=== Entries supplied ===

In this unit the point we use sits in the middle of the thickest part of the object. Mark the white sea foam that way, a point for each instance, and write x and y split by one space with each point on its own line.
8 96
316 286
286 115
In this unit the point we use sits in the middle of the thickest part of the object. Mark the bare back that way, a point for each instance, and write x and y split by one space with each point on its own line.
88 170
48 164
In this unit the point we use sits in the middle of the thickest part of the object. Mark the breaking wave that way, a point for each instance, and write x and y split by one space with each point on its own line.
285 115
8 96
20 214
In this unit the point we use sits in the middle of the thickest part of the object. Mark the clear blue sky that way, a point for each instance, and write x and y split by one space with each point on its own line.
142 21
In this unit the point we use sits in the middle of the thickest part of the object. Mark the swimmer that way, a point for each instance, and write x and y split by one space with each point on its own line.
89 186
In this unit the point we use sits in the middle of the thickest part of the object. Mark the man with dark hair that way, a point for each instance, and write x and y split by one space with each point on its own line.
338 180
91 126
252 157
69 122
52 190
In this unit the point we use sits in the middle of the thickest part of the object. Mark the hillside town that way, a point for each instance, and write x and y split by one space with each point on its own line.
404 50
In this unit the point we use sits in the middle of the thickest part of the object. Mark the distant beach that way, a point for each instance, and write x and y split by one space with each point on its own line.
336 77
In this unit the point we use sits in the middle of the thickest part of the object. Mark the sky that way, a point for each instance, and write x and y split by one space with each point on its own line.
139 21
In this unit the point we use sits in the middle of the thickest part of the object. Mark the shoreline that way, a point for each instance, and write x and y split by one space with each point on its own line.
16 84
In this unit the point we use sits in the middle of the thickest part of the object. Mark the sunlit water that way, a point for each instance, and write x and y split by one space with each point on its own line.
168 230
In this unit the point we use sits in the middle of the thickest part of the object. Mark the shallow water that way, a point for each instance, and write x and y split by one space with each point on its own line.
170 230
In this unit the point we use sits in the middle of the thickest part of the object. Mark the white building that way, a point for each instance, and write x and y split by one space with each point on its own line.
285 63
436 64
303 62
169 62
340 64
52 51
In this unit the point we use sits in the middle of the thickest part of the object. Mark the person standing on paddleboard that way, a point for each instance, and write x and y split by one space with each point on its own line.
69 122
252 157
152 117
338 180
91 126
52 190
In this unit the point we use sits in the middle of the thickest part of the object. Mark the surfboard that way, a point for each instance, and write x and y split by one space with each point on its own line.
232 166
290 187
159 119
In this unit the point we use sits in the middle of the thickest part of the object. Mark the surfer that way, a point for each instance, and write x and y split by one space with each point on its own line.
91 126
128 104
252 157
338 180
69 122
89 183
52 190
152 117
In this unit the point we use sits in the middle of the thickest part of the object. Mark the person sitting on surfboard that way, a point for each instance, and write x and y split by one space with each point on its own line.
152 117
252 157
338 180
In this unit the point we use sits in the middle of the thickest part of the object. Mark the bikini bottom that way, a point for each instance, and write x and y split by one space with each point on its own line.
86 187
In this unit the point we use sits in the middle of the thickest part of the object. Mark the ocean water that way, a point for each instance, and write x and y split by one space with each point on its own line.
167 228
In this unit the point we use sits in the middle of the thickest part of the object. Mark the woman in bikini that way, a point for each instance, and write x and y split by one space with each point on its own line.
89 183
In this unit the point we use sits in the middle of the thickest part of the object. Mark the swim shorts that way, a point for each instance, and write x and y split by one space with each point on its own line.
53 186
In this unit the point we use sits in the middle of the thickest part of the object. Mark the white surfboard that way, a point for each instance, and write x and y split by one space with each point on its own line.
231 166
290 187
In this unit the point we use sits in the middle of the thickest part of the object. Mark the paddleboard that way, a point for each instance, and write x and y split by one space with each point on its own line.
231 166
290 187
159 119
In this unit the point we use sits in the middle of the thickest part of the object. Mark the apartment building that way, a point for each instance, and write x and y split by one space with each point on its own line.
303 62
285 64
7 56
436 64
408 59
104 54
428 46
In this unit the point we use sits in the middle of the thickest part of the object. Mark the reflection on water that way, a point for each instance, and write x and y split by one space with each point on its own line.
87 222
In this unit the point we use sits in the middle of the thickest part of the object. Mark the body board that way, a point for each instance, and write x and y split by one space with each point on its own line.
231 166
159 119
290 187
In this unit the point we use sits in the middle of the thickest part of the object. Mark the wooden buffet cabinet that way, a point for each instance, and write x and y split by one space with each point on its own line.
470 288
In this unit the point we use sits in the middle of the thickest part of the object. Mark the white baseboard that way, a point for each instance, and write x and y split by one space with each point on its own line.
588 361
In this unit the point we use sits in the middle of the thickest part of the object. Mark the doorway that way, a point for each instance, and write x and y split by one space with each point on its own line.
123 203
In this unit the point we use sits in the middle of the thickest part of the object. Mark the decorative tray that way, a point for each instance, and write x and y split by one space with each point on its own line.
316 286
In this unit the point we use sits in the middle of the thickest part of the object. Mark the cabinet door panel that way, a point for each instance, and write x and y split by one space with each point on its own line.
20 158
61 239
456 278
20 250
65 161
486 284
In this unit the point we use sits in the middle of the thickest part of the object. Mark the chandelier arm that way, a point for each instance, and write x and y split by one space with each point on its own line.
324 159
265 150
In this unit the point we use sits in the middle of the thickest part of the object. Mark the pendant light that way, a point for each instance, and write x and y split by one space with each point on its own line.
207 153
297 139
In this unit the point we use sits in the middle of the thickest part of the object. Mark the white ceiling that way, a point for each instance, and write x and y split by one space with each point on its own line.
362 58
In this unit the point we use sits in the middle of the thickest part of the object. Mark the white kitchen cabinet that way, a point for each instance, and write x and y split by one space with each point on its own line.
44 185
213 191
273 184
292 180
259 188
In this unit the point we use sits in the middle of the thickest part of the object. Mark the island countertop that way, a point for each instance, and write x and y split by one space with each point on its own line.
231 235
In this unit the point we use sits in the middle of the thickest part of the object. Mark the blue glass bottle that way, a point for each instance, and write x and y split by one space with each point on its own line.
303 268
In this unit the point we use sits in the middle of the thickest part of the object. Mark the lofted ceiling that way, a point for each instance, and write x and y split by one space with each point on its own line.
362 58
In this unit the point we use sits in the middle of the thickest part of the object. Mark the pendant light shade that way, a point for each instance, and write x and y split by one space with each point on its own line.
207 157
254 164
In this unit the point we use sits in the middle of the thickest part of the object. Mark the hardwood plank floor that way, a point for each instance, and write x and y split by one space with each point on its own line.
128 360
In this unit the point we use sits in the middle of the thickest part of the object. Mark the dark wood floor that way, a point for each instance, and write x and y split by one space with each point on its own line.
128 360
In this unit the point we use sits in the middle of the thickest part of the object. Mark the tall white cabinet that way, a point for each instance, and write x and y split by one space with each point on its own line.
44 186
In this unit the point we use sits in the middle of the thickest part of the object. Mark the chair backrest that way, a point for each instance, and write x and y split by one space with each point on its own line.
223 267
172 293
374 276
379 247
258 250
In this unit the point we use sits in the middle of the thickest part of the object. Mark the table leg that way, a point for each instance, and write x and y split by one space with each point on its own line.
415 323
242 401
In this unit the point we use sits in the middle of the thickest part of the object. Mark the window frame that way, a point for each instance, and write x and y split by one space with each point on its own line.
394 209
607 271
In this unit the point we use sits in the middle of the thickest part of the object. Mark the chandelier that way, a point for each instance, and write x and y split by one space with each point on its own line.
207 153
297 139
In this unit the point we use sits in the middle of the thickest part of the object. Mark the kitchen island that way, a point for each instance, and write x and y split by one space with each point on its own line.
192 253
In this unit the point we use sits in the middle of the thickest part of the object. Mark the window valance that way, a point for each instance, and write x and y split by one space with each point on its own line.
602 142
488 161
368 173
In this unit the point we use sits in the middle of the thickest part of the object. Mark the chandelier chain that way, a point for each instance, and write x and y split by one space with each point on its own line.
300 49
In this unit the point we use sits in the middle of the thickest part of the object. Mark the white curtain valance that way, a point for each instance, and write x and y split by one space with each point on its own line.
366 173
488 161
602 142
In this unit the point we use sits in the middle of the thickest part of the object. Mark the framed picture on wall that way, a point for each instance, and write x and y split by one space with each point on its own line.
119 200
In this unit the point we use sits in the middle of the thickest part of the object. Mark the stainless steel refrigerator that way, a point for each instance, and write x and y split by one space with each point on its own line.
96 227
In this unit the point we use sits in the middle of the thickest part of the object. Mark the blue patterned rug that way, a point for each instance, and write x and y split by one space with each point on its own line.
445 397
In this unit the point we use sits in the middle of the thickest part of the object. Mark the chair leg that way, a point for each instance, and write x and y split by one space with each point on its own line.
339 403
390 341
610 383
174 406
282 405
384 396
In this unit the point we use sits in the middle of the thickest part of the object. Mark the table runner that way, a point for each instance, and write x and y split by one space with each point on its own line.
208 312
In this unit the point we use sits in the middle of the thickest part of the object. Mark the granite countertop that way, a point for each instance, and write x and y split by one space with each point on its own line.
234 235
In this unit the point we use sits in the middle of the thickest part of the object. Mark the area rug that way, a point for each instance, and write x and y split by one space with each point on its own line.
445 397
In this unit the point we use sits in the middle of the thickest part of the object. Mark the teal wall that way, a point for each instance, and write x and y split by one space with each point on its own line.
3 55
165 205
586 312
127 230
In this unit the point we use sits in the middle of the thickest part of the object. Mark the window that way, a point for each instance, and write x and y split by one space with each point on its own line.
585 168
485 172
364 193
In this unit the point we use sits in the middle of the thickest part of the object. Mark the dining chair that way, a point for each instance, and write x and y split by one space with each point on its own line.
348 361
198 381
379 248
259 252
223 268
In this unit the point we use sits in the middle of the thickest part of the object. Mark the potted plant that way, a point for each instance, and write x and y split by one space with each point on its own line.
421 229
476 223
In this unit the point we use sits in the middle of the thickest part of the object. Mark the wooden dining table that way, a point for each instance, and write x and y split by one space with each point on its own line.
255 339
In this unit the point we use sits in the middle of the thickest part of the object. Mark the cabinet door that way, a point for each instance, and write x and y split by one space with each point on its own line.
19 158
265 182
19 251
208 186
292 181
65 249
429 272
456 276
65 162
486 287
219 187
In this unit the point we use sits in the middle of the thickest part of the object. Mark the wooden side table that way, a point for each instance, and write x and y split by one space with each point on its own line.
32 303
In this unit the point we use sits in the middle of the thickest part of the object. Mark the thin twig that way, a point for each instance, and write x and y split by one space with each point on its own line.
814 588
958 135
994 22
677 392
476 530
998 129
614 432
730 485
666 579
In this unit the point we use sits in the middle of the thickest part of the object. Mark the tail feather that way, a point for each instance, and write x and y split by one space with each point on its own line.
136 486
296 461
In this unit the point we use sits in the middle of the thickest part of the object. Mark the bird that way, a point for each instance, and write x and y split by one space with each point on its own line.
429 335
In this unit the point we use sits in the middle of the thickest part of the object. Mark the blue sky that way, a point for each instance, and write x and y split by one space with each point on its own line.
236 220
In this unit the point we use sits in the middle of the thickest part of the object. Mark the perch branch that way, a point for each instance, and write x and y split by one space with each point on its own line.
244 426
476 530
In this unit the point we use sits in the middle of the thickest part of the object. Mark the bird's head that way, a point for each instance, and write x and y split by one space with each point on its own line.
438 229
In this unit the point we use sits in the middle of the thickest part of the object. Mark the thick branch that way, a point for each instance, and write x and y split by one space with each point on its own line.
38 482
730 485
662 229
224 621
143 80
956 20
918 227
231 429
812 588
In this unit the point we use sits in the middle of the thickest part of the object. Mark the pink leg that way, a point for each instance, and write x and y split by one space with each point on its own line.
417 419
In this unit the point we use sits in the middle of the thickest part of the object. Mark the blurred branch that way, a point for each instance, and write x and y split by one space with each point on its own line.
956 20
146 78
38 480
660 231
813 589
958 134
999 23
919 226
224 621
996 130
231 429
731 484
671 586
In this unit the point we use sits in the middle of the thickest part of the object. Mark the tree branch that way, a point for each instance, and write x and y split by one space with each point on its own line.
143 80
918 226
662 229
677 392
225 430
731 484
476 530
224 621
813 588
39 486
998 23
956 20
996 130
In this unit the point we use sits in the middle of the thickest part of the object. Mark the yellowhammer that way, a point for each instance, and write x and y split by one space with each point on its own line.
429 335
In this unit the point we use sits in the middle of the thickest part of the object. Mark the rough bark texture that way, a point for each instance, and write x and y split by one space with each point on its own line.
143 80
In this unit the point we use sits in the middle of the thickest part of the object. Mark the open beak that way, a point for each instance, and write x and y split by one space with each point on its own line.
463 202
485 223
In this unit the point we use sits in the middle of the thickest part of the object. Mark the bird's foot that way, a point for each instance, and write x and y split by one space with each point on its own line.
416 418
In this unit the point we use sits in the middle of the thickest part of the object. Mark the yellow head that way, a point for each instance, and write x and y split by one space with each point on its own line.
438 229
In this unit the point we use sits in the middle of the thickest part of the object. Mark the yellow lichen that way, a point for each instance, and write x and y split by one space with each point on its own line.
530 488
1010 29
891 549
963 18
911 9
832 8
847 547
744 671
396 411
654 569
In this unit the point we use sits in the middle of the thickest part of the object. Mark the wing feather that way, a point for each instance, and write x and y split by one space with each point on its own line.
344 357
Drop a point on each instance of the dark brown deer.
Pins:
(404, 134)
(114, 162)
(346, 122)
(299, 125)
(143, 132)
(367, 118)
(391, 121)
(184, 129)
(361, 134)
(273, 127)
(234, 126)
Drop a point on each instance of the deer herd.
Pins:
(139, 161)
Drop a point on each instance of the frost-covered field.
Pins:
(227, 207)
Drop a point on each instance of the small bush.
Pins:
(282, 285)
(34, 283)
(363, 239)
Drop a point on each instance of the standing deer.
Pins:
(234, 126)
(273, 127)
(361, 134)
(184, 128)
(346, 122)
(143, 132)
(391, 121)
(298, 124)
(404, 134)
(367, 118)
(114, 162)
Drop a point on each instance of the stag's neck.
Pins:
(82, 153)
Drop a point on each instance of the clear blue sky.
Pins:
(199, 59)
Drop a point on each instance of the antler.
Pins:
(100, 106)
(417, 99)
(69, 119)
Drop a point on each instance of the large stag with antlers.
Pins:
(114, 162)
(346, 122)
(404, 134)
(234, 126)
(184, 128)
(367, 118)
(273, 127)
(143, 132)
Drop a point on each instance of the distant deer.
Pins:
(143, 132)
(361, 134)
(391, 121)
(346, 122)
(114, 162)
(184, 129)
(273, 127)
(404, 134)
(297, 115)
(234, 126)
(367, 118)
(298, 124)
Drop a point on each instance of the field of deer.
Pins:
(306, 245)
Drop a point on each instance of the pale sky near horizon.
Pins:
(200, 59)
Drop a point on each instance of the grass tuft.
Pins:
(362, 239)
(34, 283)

===

→ Try it:
Only the number is wanted: how many lines above include the word "field"?

→ Answer box:
2